**WHAT THIS EXERCISE ASKS:**
a: Answer these questions using the discussion about error handling:
(i) Since what age has one speaker been working 10 hours a day?
(ii) Why did try/catch become popular among novice programmers, according to the text?
(iii) What does any sane human being know, according to the text?
b: In the discussion about error handling, rewrite the paragraph starting "Any sane human being knows" in fewer words while keeping its main facts.
c: Continue the discussion about error handling in PLC programming from the point where it ends.

[start of PAGE TEXT]

I don't understand where your experience comes from.

My experience comes from working 10 hours a day since I was 14 years old.

Relevance?

Shian_Lee said...

And I still think that your last answer is avoiding my question.

I don't know how to make it any clearer - try/catch became popular among novice programmers because it appeared to be easier.

If that doesn't answer your question, please restate it.

Shian_Lee said...

Any sane human being knows that ANY machine, including PLC, can fail. And in the PLC area there are many methods and backups for this case, yet accidents happen, and yet many programmers and electricians are careless.

I am offering here to consider error handling from a different point of view.

You seemed to be saying that in PLC programming, one was not suppose to use a concept like try-catch in PLCs.

Shian_Lee said...

[end of PAGE TEXT]
[start of DATA LISTING]

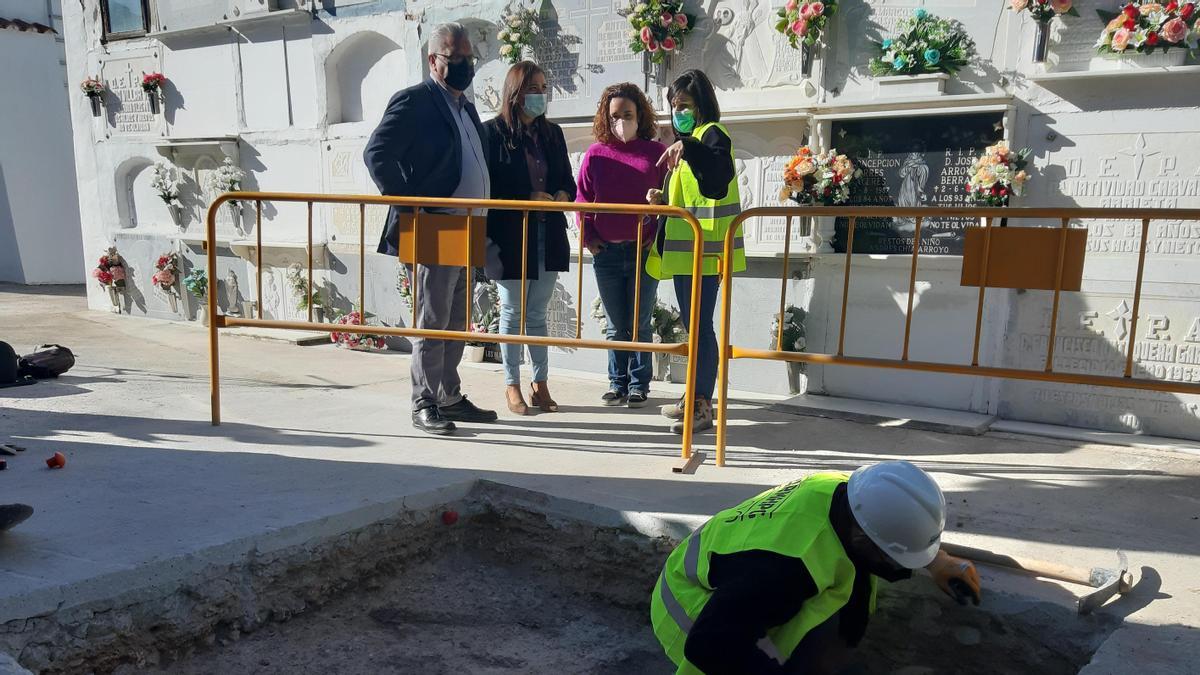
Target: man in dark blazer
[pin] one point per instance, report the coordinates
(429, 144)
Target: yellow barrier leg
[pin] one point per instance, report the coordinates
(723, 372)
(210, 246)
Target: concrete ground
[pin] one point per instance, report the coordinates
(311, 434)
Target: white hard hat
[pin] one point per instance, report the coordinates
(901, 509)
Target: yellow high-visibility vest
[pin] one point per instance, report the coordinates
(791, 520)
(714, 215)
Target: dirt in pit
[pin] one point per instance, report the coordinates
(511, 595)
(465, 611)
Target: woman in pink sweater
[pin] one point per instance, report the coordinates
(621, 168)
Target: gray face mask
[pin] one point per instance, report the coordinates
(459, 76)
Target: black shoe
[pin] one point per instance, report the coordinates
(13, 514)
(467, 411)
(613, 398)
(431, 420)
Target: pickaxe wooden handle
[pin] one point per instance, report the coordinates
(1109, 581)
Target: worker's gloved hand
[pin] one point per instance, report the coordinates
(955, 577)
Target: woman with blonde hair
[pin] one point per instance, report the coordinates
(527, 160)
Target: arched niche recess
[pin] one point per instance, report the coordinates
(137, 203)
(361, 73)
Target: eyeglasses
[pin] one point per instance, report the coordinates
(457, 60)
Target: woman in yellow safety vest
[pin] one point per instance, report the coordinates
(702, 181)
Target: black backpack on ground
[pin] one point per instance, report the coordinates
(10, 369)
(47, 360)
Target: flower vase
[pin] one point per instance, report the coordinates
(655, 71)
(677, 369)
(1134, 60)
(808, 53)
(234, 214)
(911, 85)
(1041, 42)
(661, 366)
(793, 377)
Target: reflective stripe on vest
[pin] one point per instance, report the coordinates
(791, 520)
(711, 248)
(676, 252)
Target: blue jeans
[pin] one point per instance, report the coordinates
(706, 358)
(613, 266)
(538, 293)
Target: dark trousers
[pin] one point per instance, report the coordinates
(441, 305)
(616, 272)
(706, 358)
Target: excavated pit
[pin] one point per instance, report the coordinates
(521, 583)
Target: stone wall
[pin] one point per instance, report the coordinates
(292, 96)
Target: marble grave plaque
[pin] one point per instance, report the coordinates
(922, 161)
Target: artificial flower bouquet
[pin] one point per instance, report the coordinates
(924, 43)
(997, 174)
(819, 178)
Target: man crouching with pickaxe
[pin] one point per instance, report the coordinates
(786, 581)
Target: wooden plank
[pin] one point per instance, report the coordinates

[end of DATA LISTING]

**EXERCISE RESPONSES:**
a:
(i) Since 14 years old.
(ii) It appeared to be easier.
(iii) Any machine, including PLC, can fail.

b: Any machine, PLCs included, can fail. The PLC field has many methods and backups for this, yet accidents still happen, and many programmers and electricians remain careless.

c:
I don't know why computer program has to break its own logic and fall into a dangerous game of throw and catch. In more critical programs, such as PLC programs, this considered to be the most non-robust behaviour.

That's why there is no "fatal error" in PLC, since PLC should never stop its operation.

I just pointed out that this is wrong, and PLC programming often makes use of the try-catch concept (albeit under a different name).

Shian_Lee said...

Take it or leave it.

Excuse me of being rude, but I wonder where your experience comes from.

From actually working with PLC code.